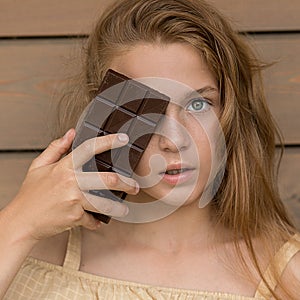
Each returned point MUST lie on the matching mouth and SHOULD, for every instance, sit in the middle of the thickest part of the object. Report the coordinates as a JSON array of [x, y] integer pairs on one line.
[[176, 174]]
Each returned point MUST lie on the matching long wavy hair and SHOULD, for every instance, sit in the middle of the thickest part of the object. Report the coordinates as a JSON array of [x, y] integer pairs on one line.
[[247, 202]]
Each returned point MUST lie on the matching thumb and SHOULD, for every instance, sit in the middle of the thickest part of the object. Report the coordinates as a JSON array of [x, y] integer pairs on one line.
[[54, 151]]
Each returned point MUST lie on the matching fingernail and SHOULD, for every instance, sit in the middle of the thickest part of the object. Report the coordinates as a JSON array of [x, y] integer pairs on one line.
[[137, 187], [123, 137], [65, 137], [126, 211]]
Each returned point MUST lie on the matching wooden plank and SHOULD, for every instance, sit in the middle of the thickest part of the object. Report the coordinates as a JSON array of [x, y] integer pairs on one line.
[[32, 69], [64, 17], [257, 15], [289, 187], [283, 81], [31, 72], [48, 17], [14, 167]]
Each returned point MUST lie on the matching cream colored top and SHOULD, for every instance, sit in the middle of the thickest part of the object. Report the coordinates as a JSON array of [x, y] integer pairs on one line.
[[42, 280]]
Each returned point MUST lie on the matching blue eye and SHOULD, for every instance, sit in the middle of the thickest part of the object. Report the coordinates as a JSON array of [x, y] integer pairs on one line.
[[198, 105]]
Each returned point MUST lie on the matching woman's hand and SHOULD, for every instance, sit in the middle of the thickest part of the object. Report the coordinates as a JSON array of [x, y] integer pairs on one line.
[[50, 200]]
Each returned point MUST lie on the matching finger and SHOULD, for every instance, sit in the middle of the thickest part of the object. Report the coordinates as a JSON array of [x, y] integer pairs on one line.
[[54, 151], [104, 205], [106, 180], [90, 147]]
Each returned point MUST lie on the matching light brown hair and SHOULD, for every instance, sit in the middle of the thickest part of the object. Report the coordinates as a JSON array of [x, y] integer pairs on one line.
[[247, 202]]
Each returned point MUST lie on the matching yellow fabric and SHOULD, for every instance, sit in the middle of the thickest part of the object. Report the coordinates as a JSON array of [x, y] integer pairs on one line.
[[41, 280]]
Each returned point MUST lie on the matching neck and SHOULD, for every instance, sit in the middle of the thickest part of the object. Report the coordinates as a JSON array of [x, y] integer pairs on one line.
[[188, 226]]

#### Work instructions
The answer consists of the records repeated exactly, without any images.

#### Your response
Each returned point MUST lie on the matching mouth and SHOULD, for every instance, sit in the middle of the thickest part of the object. Report the coordinates as a JSON array of [x, y] integer pairs on one line.
[[176, 174]]
Each returned point MUST lie on the matching long wavy hair and SHOULD, for every instance, sit in the middle of the thickest part of the object. Report the coordinates as a JSON array of [x, y] integer pairs on one line.
[[247, 202]]
Each returned point MUST lie on the matching thumb and SHOULD, for every instance, sit in the middle of the thickest part of the object. Report the coordinates as a JSON array of [x, y] integer pairs on one line.
[[54, 151]]
Each returned point MUST lie on the matching fingernail and SHOULD, for every instance, sit in the middle of the thickest part of the object. Report the coordinates as a JSON array of [x, y] integer pairs on one line.
[[137, 187], [123, 137], [65, 137], [126, 211]]
Each returned point MUST lie on the matching wooden plank and SHOULD, for every instance, sit in the middle of the thickest part of the object. Report the coordinates as a JSON array of [x, y] integer pairs on one line.
[[32, 69], [64, 17], [257, 15], [289, 187], [283, 81], [31, 72], [48, 17], [14, 167]]
Each returned point MUST lie on the matching cream colored top and SHOULD, for every instance, sit in the middle of the thickest part of the object. Report the coordinates as a JSON array of [x, y] integer pairs on one line.
[[42, 280]]
Each returned point MUST lie on the matching blue eye and SHOULD, for every instance, sit in the middle of the thickest part of the object. Report the coordinates as a JSON array of [x, y] integer pairs on one line.
[[198, 105]]
Each returned point MUST lie on the matching woman's hand and SHOULD, for every instance, sit in the middle of the thickest part of the object. Report the coordinates as a JSON array of [x, y] integer pairs on one line.
[[50, 200]]
Each returned point MUST lie on the matching finger and SHOULD, for every instance, sit in the middle of the thickest part of the object. Report the coordinates as a JSON array of [x, y] integer pairs on one line.
[[54, 151], [104, 205], [106, 180], [90, 147]]
Each returned point MUST lie on the matching light brown hair and SHOULD, for every instance, sit in the middle of the thickest part of the object. Report the coordinates as a JSON array of [x, y] integer pairs on one line.
[[247, 202]]
Each returned point MUST lie on the matching yellow fabric and SHOULD, for every instance, sit in the middle of the thickest part of the object. Report the coordinates as a JSON array of [x, y] integer pairs on one line.
[[41, 280]]
Each returned point MUST lie on the matching neck and SHOULD, for every instance, sit in the middle of the thickest part of the object. Report the coordinates as a JSON array of [x, y] integer pairs on one line.
[[188, 226]]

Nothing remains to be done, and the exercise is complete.